→ LESETEXT:
Orchester sehnt sich nach Konzerten

Gesamte Saison um zwei Jahre verschoben Neue Doppel-CD vor Veröffentlichung 

Museen, Theater und Konzertsäle sind, wie auch andere Branchen, hart von den Maßnahmen gegen die Corona-Pandemie betroffen. Das trifft und spürt natürlich auch die Mitteldeutsche Kammerphilharmonie Schönebeck deutlich. Im September konnte die Spielzeit 2020/2021 unter halbwegs „normalen“ Bedingungen starten; seit mehr als drei Monaten sind die Türen zum Dr.-Tolberg-Saal aber verschlossen. Das Orchester ist zum Nichtstun verdammt. Wir haben der Geschäftsführerin Anita Bader und dem Chefdirigenten des Orchesters, Jan Michael Horstmann, auf den Zahn gefühlt.

Auftritte vor großem Publikum, wie hier beim Operettensommer 2019, fehlen den Orchestermitgliedern der Mitteldeutschen Kammerphilharmonie sehr.

Beschreiben Sie bitte die aktuelle Situation?
A. Bader: Gerade die im Januar ausgefallenen Neujahrskonzerte oder auch die Faschingskonzerte schmerzen sehr. Hier sind wir engen Kontakt mit den Zuschauer*innen und auch natürlich ausverkaufte Konzertsäle gewöhnt gewesen, das vermissen wir alle. Schwierig ist darüber hinaus die Unsicherheit, wie und wann es weitergehen wird. Hier ist die Belastung für die Orchestermitglieder, aber auch für uns beide sehr hoch. Was mich persönlich sehr freut ist, dass viele unserer treuen Besucher*innen die Eintrittskarten als Spende bei der MKP belassen haben. Dafür möchte ich mich ganz herzlich bei allen Spenderinnen und Spendern bedanken. Das hilft in dieser Zeit sehr weiter.

Niemand kann im Moment vorhersagen, wann wieder vor Publikum gespielt werden darf. Wie planen Sie den bevorstehenden „Neustart“?
J. M. Horstmann: Die Arbeit der Mitteldeutschen Kammerphilharmonie ist geprägt von einer klar strukturierten Dramaturgie einer Konzertsaison. Wenn nun – was zu befürchten steht – vor April keine Konzerte stattfinden dürfen, wird die Hälfte der Konzerte, in denen wir das Publikum mit Werken großer Komponistinnen, die im Schatten der männlichen Kollegen standen, ausgefallen sein. Um diesen dennoch gerecht zu werden, würden wir die gesamte Saison um zwei Jahre verschieben und zum Neustart im Frühjahr Programme auswählen, die den Zuhörern, die – mit Ausnahme der zwei Herbstmonate, in denen wir spielen durften – ein ganzes Jahr ohne Konzerte leben mussten, dieses lebendige Klangerlebnis wieder nahe zu bringen.

→ AUFGABE A:
Geben Sie an, seit wann die Türen zum Dr.-Tolberg-Saal laut dem Lesetext über die Mitteldeutsche Kammerphilharmonie verschlossen sind.
→ AUFGABE B:
Nehmen Sie den Lesetext über die Mitteldeutsche Kammerphilharmonie nach seinem letzten Satz wieder auf und schreiben Sie ihn weiter.

→ GEZEIGTES MATERIAL:
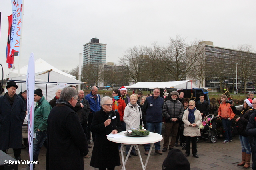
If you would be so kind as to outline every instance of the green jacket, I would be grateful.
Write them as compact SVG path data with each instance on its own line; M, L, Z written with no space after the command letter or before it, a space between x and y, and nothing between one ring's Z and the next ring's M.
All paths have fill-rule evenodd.
M43 96L35 108L34 113L34 133L39 129L41 131L47 129L47 119L52 106Z

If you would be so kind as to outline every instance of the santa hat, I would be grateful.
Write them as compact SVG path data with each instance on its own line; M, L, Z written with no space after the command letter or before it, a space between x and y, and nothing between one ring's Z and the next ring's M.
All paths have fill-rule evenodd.
M246 102L247 105L249 106L249 107L252 107L252 100L251 99L246 99L244 100L244 102Z
M126 90L126 91L127 91L127 89L126 88L125 88L125 87L124 86L122 86L122 87L121 87L120 88L120 89L119 89L119 90L120 91L122 91L122 90Z

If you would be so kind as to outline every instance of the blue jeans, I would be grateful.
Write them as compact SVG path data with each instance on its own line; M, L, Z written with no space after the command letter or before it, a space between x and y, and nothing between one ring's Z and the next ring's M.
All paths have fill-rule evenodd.
M152 132L155 132L161 135L162 131L162 122L151 123L147 122L147 130ZM150 144L146 144L145 145L145 150L149 150L150 149ZM160 150L160 141L155 143L155 150Z
M33 143L33 161L37 161L39 155L39 152L44 144L44 142L47 138L46 131L38 131L36 132L36 138ZM35 165L33 165L33 168Z
M223 125L223 130L225 132L225 140L230 141L232 140L232 133L231 133L231 123L233 119L229 120L228 119L221 119Z
M247 154L251 154L251 147L249 143L249 137L239 135L239 139L242 147L242 151Z

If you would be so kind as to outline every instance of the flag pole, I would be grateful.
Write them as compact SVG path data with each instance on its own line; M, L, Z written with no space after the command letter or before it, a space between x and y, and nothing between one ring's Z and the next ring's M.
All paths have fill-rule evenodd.
M22 24L22 26L21 26L21 28L20 29L20 52L19 52L20 53L20 55L19 55L19 61L18 61L18 76L20 76L20 58L21 58L21 55L20 54L21 53L21 45L22 45L22 30L23 30L23 17L24 17L24 2L25 1L25 0L22 0L22 10L21 11L21 14L22 14L22 17L21 17L21 24Z

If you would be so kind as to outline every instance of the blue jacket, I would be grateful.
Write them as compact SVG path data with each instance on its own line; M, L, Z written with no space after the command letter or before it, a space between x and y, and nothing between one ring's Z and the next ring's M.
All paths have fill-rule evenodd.
M92 94L92 92L91 92L84 98L88 100L90 106L91 107L91 111L92 113L100 110L100 96L98 94L96 95L97 98L95 100L93 97L93 95Z
M142 108L142 114L146 115L147 122L159 123L163 120L162 109L164 99L160 96L155 99L153 96L146 98Z

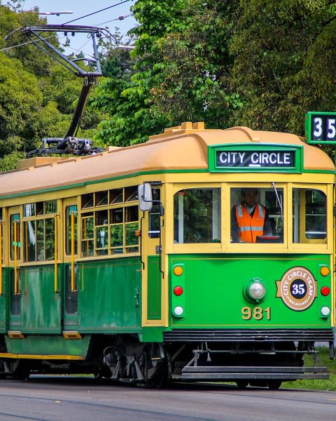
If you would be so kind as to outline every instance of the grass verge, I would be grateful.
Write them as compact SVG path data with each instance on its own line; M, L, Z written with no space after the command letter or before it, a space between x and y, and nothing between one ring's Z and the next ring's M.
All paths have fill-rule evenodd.
M296 380L295 382L284 382L281 387L289 389L310 389L313 390L336 391L336 360L329 359L329 348L318 348L318 359L322 366L325 366L330 373L328 380ZM314 364L312 359L304 356L304 365Z

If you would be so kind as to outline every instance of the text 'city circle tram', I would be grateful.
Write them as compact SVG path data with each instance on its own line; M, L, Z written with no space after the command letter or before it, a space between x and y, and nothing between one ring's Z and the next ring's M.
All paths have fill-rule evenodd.
M334 114L307 119L309 141L335 137ZM20 162L0 174L3 377L328 378L335 183L297 135L202 123Z

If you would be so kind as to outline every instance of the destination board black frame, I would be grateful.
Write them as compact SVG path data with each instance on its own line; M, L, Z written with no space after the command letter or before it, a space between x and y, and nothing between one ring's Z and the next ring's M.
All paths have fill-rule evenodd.
M309 111L304 117L304 131L307 143L335 145L336 112Z
M259 145L253 145L251 143L232 143L226 145L215 145L209 147L209 171L210 173L221 172L251 172L251 173L302 173L303 171L303 154L302 147L300 145L274 145L274 144L262 143ZM245 156L248 154L256 154L255 156L260 156L260 154L265 153L269 154L276 154L278 156L283 156L284 154L293 156L291 162L288 164L281 165L279 163L274 166L270 163L262 165L245 165L245 163L233 163L232 165L219 165L218 162L218 154L239 154L241 155L245 154Z

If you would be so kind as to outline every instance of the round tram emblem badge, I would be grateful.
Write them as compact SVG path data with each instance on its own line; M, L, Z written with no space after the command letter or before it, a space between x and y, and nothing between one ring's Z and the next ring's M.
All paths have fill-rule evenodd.
M312 272L298 266L288 270L281 281L276 281L276 297L292 310L307 309L316 298L316 281Z

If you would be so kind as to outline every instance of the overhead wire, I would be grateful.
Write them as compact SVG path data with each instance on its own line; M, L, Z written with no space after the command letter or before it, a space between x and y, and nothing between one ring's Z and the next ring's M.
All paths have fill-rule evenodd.
M109 6L108 7L106 7L104 8L97 11L96 12L92 12L92 13L88 13L88 15L84 15L83 16L80 16L80 18L77 18L76 19L73 19L72 20L69 20L69 22L64 22L62 25L67 25L68 23L72 23L73 22L76 22L76 20L79 20L80 19L83 19L84 18L88 18L88 16L92 16L92 15L96 15L97 13L100 13L100 12L104 12L104 11L107 11L108 9L112 8L113 7L116 7L120 4L123 4L124 3L127 3L130 1L130 0L124 0L123 1L120 1L119 3L116 3L115 4L113 4L112 6Z
M74 19L74 20L69 20L69 21L68 21L68 22L65 22L62 23L62 25L67 25L67 24L69 24L69 23L72 23L73 22L76 22L76 20L80 20L80 19L83 19L84 18L88 18L88 16L92 16L92 15L95 15L95 14L97 14L97 13L101 13L101 12L103 12L103 11L104 11L108 10L108 9L110 9L110 8L112 8L116 7L117 6L119 6L119 5L120 5L120 4L125 4L125 3L127 3L128 1L130 1L130 0L123 0L122 1L120 1L119 3L116 3L116 4L113 4L113 5L111 5L111 6L109 6L108 7L104 8L102 8L102 9L99 9L99 10L98 10L98 11L96 11L95 12L92 12L92 13L88 13L88 15L83 15L83 16L80 16L80 17L79 17L79 18L77 18L76 19ZM125 16L119 16L118 18L115 18L115 19L112 19L112 20L108 20L108 21L106 21L106 22L102 22L102 23L97 24L97 26L100 26L100 25L105 25L105 24L106 24L106 23L109 23L110 22L113 22L113 21L116 21L116 20L123 20L124 19L125 19L126 18L128 18L128 17L130 17L130 15L130 15L130 14L129 14L129 15L125 15ZM13 31L13 32L12 32L10 34L12 34L13 32L16 32L17 30L18 30L18 29L15 29L15 30L14 30L14 31ZM51 35L51 36L47 36L47 37L46 37L46 38L45 38L45 39L49 39L49 38L54 38L54 37L57 37L57 36L55 36L55 35ZM59 39L62 39L62 38L64 38L64 37L60 37L60 38L59 38ZM27 45L27 44L32 44L32 43L34 43L34 41L27 41L27 42L25 42L25 43L22 43L22 44L16 44L16 45L14 45L14 46L7 46L7 47L5 47L5 48L1 48L1 49L0 49L0 52L1 52L1 51L7 51L7 50L10 50L10 49L12 49L12 48L17 48L17 47L20 47L20 46L25 46L25 45ZM83 48L83 46L85 46L87 44L88 44L88 42L85 43L85 44L84 44L84 45L83 45L83 46L82 46L82 47L80 47L80 48ZM80 51L80 50L78 50L78 49L76 49L76 48L73 48L72 47L70 47L70 46L69 46L68 48L71 48L71 50L74 50L74 51L78 52L78 53L81 51Z

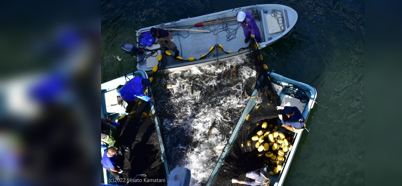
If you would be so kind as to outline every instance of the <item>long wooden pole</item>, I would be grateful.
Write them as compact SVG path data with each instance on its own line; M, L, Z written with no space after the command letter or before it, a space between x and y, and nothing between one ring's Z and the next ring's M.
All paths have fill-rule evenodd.
M159 29L161 29L161 28L159 28ZM179 29L179 28L162 28L162 29L163 29L164 30L178 30L178 31L185 30L185 31L194 31L194 32L211 32L211 30L194 30L194 29ZM138 36L139 35L139 34L141 34L141 33L142 33L142 32L148 32L148 31L150 31L150 30L142 30L142 31L138 31L138 30L135 30L135 32L138 32L138 33L136 35L135 35L135 36L138 37Z
M252 16L253 17L257 17L258 18L258 14L253 15ZM194 25L197 27L199 27L200 26L205 26L211 25L211 24L215 24L220 23L224 21L233 21L234 20L237 20L237 18L234 17L233 18L229 18L228 19L219 19L218 20L214 20L213 21L207 21L206 22L199 22Z

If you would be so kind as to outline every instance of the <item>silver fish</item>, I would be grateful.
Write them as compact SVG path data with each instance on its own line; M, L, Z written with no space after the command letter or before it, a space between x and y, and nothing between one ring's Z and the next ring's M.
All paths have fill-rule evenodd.
M208 73L205 73L205 75L207 75L207 76L209 77L218 77L218 76L215 75L215 74L208 74Z
M215 121L212 123L212 125L211 125L209 127L209 129L208 131L208 133L207 133L207 139L209 139L209 136L211 136L211 135L212 133L212 130L215 128L215 124L216 123Z
M171 88L173 88L173 87L176 87L176 85L175 85L175 84L170 84L167 85L166 85L166 88L167 88L167 89L171 89Z

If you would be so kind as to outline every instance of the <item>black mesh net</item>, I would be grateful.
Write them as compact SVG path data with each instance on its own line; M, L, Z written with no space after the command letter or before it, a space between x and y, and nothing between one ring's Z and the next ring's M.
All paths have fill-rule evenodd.
M118 184L139 185L135 180L141 180L143 182L141 184L144 179L166 180L165 167L161 159L161 144L156 128L155 117L152 114L149 104L140 100L129 111L129 114L119 120L122 125L119 142L129 150L123 147L119 150L124 157L121 168L123 170L122 180L125 182ZM166 185L163 181L148 183L147 185Z
M268 67L264 63L258 47L258 44L254 39L251 39L248 47L235 52L225 51L221 46L217 44L199 59L186 60L175 58L166 53L160 57L158 69L154 71L150 79L152 95L156 100L155 115L161 123L161 130L164 131L162 135L165 139L164 145L166 147L169 169L172 170L180 164L181 166L183 166L183 162L178 162L178 160L186 156L191 156L192 153L197 153L197 150L214 155L208 157L210 160L204 162L211 165L203 168L205 170L202 171L208 172L206 178L199 176L198 174L197 174L201 172L197 172L199 170L196 168L190 167L192 171L191 185L196 182L199 185L230 185L232 184L232 179L247 180L245 176L246 172L261 168L265 168L271 174L271 183L272 180L279 178L281 166L286 162L286 154L291 148L294 133L281 128L280 122L275 118L279 113L276 108L280 105L279 98L272 87L267 73ZM224 66L228 61L239 58L244 61L244 64L227 65L226 67L221 68L216 67ZM192 69L194 67L212 65L215 67L203 69L207 70L198 73L195 73ZM208 69L215 70L209 71ZM255 75L245 77L239 75L240 71L247 70L255 72ZM175 73L178 71L180 73ZM247 74L243 72L243 74ZM188 75L183 77L183 75L186 73ZM193 75L191 75L192 73ZM242 79L241 81L239 80ZM180 81L186 83L180 84ZM214 83L206 83L210 81ZM179 83L175 84L172 82ZM181 92L173 93L172 91L169 90L174 86L181 86L180 91ZM198 94L194 93L196 92ZM255 93L256 92L258 93ZM193 94L199 96L194 99L185 98ZM225 99L222 98L233 95L238 97L239 104L242 104L240 109L232 108L225 105L224 101L222 102L222 100ZM180 101L190 102L191 106L178 103ZM218 107L220 108L214 110ZM194 119L208 109L219 113L219 116L210 117L211 113L204 113L202 115L207 115L210 119ZM242 115L248 113L249 111L248 115ZM187 113L190 112L191 113ZM144 121L144 124L149 123L144 127L142 125L142 128L148 127L147 130L148 130L152 128L151 126L154 125L153 119L149 118L151 118ZM205 123L204 127L209 128L207 133L205 131L200 132L198 131L201 129L196 128L190 131L183 129L188 126L186 125L188 123L194 123L195 119ZM160 121L174 123L176 125L168 126ZM212 131L215 131L215 128L222 134L225 143L220 144L222 146L218 145L214 148L215 151L209 149L211 148L200 151L202 147L212 146L208 139L217 137L216 135L211 134ZM146 130L146 132L150 131ZM169 133L175 135L169 135ZM153 136L154 140L157 141L157 136ZM258 138L256 140L256 137ZM200 140L203 138L207 140ZM226 141L228 139L229 141ZM144 143L139 142L138 145ZM135 142L133 144L133 145L137 144ZM183 144L187 146L181 146ZM220 151L217 150L219 147L222 146L224 147L224 148ZM144 146L141 148L146 149ZM151 148L150 150L154 150L156 158L160 159L160 155L158 154L160 150L160 151L156 150L159 147L155 146L154 148L154 150ZM182 150L182 148L185 150ZM131 168L134 167L133 162L131 161L130 164ZM154 162L154 164L156 162ZM162 161L158 162L157 167L160 172L165 174L163 162ZM186 166L191 167L186 165ZM146 165L143 166L144 168L146 167ZM129 176L136 174L133 173Z

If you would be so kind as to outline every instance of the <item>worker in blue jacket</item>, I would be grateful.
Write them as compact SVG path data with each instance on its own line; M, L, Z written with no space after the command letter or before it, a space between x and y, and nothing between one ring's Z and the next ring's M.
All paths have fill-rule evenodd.
M253 180L254 181L242 181L236 179L232 179L232 182L246 185L256 186L265 186L269 184L270 177L267 174L267 170L263 168L260 168L246 173L246 177Z
M117 160L116 154L119 155L123 154L121 152L117 151L116 148L109 147L103 153L101 163L102 166L106 169L112 176L119 179L121 178L120 174L123 172L123 170L119 168L120 167L115 164Z
M158 41L160 44L160 47L169 49L174 53L174 57L178 56L178 50L177 46L173 42L173 36L170 30L168 31L162 28L151 28L150 30L152 36L158 38Z
M130 80L125 85L117 87L117 92L120 96L128 104L126 112L130 112L130 109L140 99L146 101L154 101L154 98L144 94L147 86L151 85L151 81L147 78L137 76Z
M250 37L255 38L257 42L261 42L261 33L258 28L257 24L252 18L252 16L248 12L239 12L237 13L237 21L239 24L243 28L243 32L244 34L246 39L244 42L248 42Z
M282 124L281 126L296 133L302 132L304 129L306 120L297 107L277 106L277 109L281 109L282 113L286 114L289 117L289 119L285 121L283 119L282 114L278 115L279 119L282 121Z

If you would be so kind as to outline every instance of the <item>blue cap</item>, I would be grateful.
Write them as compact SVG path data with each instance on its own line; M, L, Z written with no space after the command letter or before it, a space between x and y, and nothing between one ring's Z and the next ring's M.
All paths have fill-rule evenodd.
M258 173L254 171L250 171L246 173L246 176L255 180L258 178Z
M283 109L282 109L282 113L283 114L291 114L293 113L292 110L292 107L284 107Z
M151 81L150 81L149 79L146 78L142 79L141 83L144 85L150 86L151 85Z

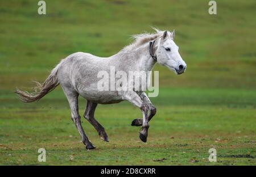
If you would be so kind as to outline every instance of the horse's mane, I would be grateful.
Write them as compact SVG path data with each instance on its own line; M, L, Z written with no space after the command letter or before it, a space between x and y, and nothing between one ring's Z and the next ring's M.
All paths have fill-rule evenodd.
M146 43L155 40L158 37L163 36L164 31L160 31L157 28L152 28L155 30L154 33L144 33L138 35L134 35L131 36L131 38L134 41L129 45L125 47L123 50L133 49L141 46Z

→ ANTWORTFELD A:
Seit mehr als drei Monaten.

→ ANTWORTFELD B:
Im April/Mai 2020 hat das Orchester eine neue CD eingespielt. Können Sie uns etwas zu diesem Projekt verraten?
J. M. Horstmann: Auch meine erste Saison im Salzlandkreis war geprägt von der Beschäftigung mit fantastischer Musik, die den historischen Zeitläufen zum Opfer wurde, Musik von Komponisten, die politisch verfolgt wurden, deren Musik verboten wurde und die heute nahezu vergessen sind. Sechs dieser brillanten Werke haben wir während des ersten Lockdowns im Frühjahr eingespielt. Die Zuhörer der Neujahrskonzerte 2020 werden sich lebhaft an „Sangre Torera“ von Benno Uhlfelder erinnern, auch die umwerfende Jazz-Suite von Alexander Tsfasman mit der Pianistin Sofja Gülbadamova ist darunter, Musik zum Schwelgen und Genießen mit einem Orchester in Höchstform.

Ab wann wird dieser Tonträger erhältlich sein?
J. M. Horstmann: Wir hoffen auf eine baldige Veröffentlichung; derzeit sitzen Lektoren und Übersetzer an meinen Texten für das Booklet, die Tonmeister sind mit dem endgültigen Schnitt fertig, sodass im April mit dem Erscheinen zu rechnen ist.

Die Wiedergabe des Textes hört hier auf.